→ **Task inputs**:
---

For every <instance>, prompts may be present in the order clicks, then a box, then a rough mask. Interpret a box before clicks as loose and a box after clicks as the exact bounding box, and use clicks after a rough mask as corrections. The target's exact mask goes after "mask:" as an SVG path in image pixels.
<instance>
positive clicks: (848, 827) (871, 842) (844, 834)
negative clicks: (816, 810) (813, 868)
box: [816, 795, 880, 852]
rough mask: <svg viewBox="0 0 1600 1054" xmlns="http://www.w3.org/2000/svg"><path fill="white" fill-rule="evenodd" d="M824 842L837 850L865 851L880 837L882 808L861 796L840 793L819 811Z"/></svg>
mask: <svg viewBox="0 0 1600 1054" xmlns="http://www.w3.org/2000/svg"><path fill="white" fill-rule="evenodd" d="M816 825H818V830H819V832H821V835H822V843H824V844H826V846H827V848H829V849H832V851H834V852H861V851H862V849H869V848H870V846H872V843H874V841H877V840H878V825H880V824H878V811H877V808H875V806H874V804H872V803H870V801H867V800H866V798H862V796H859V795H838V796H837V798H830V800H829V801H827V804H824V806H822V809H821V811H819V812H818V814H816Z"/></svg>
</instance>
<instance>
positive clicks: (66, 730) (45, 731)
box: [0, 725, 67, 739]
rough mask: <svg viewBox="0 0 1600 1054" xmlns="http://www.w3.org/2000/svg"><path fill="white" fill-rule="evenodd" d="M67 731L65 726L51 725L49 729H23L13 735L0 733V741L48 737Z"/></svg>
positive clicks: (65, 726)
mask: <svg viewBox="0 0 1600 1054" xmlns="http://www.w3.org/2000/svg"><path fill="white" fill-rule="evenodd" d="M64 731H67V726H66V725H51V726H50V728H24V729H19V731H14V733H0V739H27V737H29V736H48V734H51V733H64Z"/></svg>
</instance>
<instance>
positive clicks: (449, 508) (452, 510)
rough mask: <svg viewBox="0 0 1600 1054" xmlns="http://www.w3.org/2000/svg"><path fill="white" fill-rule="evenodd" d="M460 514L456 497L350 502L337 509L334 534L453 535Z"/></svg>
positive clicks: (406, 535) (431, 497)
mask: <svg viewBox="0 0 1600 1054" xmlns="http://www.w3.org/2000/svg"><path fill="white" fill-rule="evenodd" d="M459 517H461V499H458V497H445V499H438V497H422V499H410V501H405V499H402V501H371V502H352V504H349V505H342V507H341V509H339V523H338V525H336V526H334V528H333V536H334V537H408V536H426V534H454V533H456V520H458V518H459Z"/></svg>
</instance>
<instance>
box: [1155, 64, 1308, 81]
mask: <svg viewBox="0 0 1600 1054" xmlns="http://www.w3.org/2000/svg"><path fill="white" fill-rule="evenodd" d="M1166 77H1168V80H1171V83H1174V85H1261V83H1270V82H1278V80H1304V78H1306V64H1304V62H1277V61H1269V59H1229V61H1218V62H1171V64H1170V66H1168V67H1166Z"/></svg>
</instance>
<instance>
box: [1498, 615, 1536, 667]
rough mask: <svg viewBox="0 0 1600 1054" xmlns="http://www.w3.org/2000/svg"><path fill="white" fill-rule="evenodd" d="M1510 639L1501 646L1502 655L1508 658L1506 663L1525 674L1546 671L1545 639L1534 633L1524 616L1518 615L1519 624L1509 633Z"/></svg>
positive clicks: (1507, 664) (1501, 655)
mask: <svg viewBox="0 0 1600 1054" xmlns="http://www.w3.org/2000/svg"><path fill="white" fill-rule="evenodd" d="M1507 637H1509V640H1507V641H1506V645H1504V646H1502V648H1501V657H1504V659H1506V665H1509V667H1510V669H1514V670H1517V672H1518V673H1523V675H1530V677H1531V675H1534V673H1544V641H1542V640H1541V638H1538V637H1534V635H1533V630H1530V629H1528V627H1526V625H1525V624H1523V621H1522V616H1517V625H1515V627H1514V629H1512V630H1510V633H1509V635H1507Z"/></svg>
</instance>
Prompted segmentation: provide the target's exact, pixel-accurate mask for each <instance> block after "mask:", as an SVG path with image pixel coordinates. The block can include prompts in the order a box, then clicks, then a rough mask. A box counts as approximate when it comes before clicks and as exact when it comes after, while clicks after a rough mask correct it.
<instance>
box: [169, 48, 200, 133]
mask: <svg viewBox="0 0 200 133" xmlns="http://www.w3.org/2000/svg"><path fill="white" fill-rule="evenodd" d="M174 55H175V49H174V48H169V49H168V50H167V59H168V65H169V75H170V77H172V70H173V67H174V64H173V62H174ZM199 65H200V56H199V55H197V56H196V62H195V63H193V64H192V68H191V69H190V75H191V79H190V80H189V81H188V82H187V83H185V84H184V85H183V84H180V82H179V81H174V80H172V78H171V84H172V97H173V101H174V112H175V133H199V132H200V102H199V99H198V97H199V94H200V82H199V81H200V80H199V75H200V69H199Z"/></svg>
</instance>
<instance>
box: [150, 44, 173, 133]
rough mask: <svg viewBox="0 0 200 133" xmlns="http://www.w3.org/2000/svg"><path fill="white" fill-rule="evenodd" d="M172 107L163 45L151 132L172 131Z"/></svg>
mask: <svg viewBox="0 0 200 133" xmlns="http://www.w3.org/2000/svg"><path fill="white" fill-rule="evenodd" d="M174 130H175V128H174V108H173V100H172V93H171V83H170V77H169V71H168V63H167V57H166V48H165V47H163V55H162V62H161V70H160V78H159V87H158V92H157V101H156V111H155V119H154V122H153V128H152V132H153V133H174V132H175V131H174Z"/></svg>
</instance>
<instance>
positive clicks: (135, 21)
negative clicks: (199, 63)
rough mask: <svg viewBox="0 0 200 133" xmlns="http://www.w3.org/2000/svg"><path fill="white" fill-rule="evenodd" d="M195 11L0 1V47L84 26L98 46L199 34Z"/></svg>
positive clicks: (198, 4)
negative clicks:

---

→ **Your objective**: Return, word for word, every line from the top of the entries down to the line that holds "box: [816, 795, 880, 852]", both included.

→ **Exercise solution**:
For every <instance>, prompts may be present in the order clicks, then a box, then a rough mask. Interpret a box before clicks as loose and a box after clicks as the exact bounding box, and use clicks after a rough mask as corrections. The target's exact mask goes after "mask:" as an SVG path in image pixels.
<instance>
positive clicks: (848, 827) (871, 842) (844, 834)
negative clicks: (816, 810) (813, 868)
box: [816, 795, 880, 852]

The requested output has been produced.